Exercise requirements >> Print every entry exactly as written.

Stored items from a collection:
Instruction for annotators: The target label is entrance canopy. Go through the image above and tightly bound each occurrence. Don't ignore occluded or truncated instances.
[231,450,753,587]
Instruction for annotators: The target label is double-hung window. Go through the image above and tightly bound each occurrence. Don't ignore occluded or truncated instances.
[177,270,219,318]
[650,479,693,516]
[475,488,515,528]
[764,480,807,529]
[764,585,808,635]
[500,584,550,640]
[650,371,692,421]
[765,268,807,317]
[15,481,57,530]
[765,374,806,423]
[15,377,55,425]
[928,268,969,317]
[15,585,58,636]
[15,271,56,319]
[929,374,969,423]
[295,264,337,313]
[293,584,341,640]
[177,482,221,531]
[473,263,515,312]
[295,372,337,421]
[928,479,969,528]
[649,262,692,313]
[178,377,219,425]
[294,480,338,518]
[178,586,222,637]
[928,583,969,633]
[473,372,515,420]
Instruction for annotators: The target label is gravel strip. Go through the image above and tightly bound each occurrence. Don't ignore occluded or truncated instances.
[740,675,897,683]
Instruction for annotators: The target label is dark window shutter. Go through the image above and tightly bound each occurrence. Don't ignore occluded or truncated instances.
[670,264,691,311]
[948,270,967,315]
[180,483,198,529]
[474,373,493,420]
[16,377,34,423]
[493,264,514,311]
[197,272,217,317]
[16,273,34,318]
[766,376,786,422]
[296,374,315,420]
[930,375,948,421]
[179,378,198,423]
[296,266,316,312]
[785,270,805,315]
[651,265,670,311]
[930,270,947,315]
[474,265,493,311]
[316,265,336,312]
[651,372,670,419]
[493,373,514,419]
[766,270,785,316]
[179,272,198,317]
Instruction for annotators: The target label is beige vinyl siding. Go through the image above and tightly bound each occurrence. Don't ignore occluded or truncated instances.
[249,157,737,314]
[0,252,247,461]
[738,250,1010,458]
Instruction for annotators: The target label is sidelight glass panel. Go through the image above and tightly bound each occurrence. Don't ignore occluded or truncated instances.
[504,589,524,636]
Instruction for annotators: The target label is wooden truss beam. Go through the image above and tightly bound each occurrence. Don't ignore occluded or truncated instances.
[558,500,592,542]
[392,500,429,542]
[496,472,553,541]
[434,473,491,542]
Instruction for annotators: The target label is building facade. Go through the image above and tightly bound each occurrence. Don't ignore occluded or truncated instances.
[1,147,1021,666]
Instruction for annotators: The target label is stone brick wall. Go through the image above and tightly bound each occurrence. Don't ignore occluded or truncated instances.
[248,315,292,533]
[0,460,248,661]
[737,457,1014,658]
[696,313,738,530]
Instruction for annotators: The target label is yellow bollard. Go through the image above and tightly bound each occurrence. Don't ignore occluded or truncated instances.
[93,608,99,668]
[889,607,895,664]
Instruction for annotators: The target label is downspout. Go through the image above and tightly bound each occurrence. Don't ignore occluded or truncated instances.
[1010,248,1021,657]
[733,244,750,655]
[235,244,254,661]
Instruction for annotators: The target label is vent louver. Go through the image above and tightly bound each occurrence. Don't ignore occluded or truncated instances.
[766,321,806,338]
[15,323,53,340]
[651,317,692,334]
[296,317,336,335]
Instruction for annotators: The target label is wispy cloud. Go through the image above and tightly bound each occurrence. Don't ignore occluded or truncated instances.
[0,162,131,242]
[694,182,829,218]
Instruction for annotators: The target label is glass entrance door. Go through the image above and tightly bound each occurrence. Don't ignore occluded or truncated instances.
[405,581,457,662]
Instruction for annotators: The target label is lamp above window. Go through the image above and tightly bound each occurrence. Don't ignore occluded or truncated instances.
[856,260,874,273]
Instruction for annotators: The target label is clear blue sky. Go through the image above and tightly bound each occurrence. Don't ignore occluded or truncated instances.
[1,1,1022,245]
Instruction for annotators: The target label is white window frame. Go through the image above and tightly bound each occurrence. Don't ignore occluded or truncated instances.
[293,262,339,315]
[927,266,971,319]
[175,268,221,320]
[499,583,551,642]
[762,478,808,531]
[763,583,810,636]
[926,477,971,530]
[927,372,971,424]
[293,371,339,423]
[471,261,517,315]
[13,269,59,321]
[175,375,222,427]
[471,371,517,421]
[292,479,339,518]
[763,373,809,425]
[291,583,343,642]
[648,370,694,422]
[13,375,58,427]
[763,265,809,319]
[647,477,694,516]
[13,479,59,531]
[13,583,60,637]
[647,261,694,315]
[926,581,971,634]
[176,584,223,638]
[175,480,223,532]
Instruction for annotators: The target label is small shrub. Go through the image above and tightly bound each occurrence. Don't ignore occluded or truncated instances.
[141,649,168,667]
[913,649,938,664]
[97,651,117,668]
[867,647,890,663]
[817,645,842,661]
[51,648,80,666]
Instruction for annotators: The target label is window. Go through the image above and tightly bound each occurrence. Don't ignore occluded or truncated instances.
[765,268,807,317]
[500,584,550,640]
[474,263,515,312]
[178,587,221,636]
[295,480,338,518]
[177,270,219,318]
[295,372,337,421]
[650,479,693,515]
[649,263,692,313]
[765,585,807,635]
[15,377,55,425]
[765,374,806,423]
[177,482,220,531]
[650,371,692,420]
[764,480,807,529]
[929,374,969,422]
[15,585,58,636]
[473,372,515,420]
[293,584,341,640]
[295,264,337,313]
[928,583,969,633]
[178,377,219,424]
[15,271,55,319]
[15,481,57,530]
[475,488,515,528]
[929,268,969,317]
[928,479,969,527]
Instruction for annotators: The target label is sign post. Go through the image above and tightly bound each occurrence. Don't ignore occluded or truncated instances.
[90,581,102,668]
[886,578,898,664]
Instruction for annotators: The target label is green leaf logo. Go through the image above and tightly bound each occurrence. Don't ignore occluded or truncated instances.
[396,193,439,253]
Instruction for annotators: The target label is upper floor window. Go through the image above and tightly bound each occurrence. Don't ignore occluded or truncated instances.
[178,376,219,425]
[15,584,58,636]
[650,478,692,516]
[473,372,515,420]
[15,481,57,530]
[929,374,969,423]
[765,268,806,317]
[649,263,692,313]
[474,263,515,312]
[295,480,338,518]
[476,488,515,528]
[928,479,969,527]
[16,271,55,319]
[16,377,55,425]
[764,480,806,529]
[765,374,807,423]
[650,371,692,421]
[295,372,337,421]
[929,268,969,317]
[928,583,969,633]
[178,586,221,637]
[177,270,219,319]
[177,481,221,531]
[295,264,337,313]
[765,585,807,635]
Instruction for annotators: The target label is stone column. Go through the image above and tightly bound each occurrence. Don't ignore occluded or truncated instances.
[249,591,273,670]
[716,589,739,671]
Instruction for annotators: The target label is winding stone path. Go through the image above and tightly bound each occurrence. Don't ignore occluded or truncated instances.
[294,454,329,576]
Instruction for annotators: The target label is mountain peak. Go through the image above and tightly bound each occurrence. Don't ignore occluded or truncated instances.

Exercise answer >>
Instruction for annotators: The target label is entrance canopy. Go through the image above and tightly bound each occurrence. Don't ignore occluded or truncated instances.
[231,450,753,587]
Instruction for annotators: The target label is double-hung window. Go through the image above and tightly bound each occurrence. Don't ignore occluded or truncated instances.
[177,270,219,318]
[650,479,693,516]
[475,488,515,528]
[764,480,807,529]
[764,585,808,635]
[500,584,550,640]
[650,371,692,421]
[765,268,807,317]
[15,481,57,530]
[765,374,806,423]
[15,377,55,425]
[928,268,969,317]
[15,585,58,636]
[15,271,56,319]
[929,374,969,423]
[295,264,337,313]
[293,584,341,640]
[177,482,221,531]
[473,263,515,312]
[295,372,337,421]
[928,479,969,528]
[649,262,692,313]
[178,377,219,425]
[294,480,338,518]
[178,586,222,637]
[928,583,969,633]
[473,372,515,420]
Instruction for annotators: The target label is gravel strip. Go through the image above and tightly bound each occurrence. Don't ignore occluded or truncated instances.
[740,675,897,683]
Instruction for annotators: The target label is dark window shutter. Go through the image above and tightly bound each occurrence. Don't ignore occluded or truncated instances.
[670,264,691,311]
[948,270,967,315]
[180,483,198,529]
[474,373,493,420]
[16,377,34,423]
[493,264,514,311]
[197,272,217,317]
[16,273,34,318]
[766,376,786,422]
[296,374,315,420]
[930,375,948,421]
[179,378,198,423]
[296,266,316,312]
[785,270,805,315]
[651,265,670,311]
[930,270,947,315]
[474,265,493,311]
[316,265,336,312]
[651,372,670,419]
[493,373,514,419]
[766,270,785,316]
[179,272,198,317]
Instruction for annotators: The target label is beige vinyl siding. Go through the image above and tightly bound each occurrence. Don't ignore occluded or truncated instances.
[249,157,737,314]
[0,252,247,461]
[738,250,1010,458]
Instruction for annotators: The target label is sidelight glass panel. Go through the image above and tightly bound each occurrence. Don't ignore occluded or truncated instances.
[504,589,524,636]
Instruction for annotators: The target label is wooden truss beam. Go through the image above and tightly bound each occurrence. Don't ignore occluded or truncated instances.
[558,500,592,542]
[392,500,429,542]
[496,472,553,541]
[434,473,491,542]
Instruction for annotators: The target label is building facade. Go through the image above and tightly bound each occurrence. Don't ignore occluded or truncated instances.
[1,147,1021,666]
Instruction for annotators: The target label is stone brick wall. Go through the image above and tightly bound each occurrence. Don't ignore occluded or truncated instances.
[248,315,292,533]
[0,460,248,661]
[737,457,1014,658]
[696,313,738,530]
Instruction for annotators: The target label is yellow bollard. Go through the image above and tightly bound each occurrence. Don't ignore occluded or truncated instances.
[93,608,99,668]
[889,607,895,664]
Instruction for annotators: The target label is downspout. Go through the image above and tightly bound each occurrence. Don't ignore occluded or truncated instances.
[1010,248,1021,657]
[733,244,750,655]
[235,244,254,661]
Instruction for annotators: The target label is vent louver. Go through the image above and tightly bound each occurrence. Don't ignore occluded or truncated instances.
[766,321,806,338]
[15,323,53,340]
[651,317,692,334]
[296,317,336,335]
Instruction for annotators: The target label is wispy cloud. Go through the image above and tightly bound each occurrence. Don't ignore occluded or truncated instances.
[0,162,131,242]
[694,182,829,218]
Instruction for annotators: The target label is glass entrance door. Go through the image above and tightly bound each occurrence. Don't ignore occluded or truncated instances.
[405,581,457,662]
Instruction for annotators: The target label is lamp above window. Go through the image above and tightly bound each occurrence. Don't ignore occluded or truncated instances.
[856,260,874,273]
Instruction for annotators: The target label is clear blue sky. Go through the image above and tightly bound each occurrence. Don't ignore occluded or truncated instances.
[1,1,1022,245]
Instruction for annotators: The target label is white window frame. Go through the image above and tightly bound each occurrence. Don't ignore occluded or truncated instances.
[293,262,339,315]
[927,266,971,319]
[175,268,221,320]
[499,583,551,642]
[762,478,808,531]
[763,583,810,636]
[926,477,971,530]
[927,372,971,424]
[293,371,339,423]
[471,261,517,315]
[13,269,59,321]
[175,375,222,427]
[471,371,517,421]
[292,479,339,518]
[763,373,809,425]
[291,583,343,642]
[648,370,694,422]
[13,375,58,427]
[763,265,809,319]
[647,477,694,516]
[13,479,59,531]
[13,583,60,637]
[647,261,694,315]
[926,581,971,634]
[176,584,223,638]
[175,480,223,532]
Instruction for annotators: The target label is small shrub. Go through the image above and tightly bound each occurrence. Don't ignore occluded or truncated instances.
[141,649,168,667]
[913,649,938,664]
[97,651,117,668]
[867,647,890,663]
[817,645,842,661]
[51,648,80,666]
Instruction for annotators: The target label is window. Go through the image above and tightly bound each occurrence. Don't ignore occluded or truncated instances.
[765,268,807,317]
[500,584,550,640]
[474,263,515,312]
[178,587,221,636]
[295,480,338,518]
[177,270,219,318]
[295,372,337,421]
[650,479,693,515]
[649,263,692,313]
[765,585,807,635]
[15,377,55,425]
[765,374,806,423]
[177,482,220,531]
[650,371,692,420]
[764,480,807,529]
[929,374,969,422]
[15,585,58,636]
[473,372,515,420]
[293,584,341,640]
[295,264,337,313]
[928,583,969,633]
[178,377,219,424]
[15,271,55,319]
[15,481,57,530]
[475,488,515,528]
[929,268,969,317]
[928,479,969,527]
Instruction for annotators: The target label is sign post. Go through the image above and tightly bound each occurrence. Don't ignore occluded or truncated instances.
[90,581,102,668]
[886,578,898,664]
Instruction for annotators: The target label is green leaf logo. Go through the image above and tightly bound each occurrence. Don't ignore occluded or truncated instances.
[396,193,439,253]
Instruction for annotators: The target label is upper floor window. Go through the image above and tightly bound each occurrence. Don't ignore occluded or truncated instances.
[178,376,219,425]
[15,584,58,636]
[650,478,692,516]
[473,372,515,420]
[15,481,57,530]
[929,374,969,423]
[765,268,806,317]
[649,263,692,313]
[474,263,515,312]
[295,480,338,518]
[476,488,515,528]
[928,479,969,527]
[16,271,55,319]
[16,377,55,425]
[764,480,806,529]
[765,374,807,423]
[650,371,692,421]
[295,372,337,421]
[929,268,969,317]
[928,583,969,633]
[178,586,221,637]
[177,270,219,319]
[177,481,221,531]
[295,264,337,313]
[765,585,807,635]
Instruction for annotators: The target label is stone column. Go through the image above and tightly bound each occurrence. Don't ignore occluded or truncated instances.
[249,591,273,670]
[716,589,739,671]
Instruction for annotators: The target label is winding stone path. Go through the image above and tightly bound each occurrence. Don't ignore occluded or truncated instances.
[294,454,329,576]
Instruction for annotators: The target label is mountain peak. Go through the image above and tightly bound each occurrence. Don't ignore occluded or truncated instances.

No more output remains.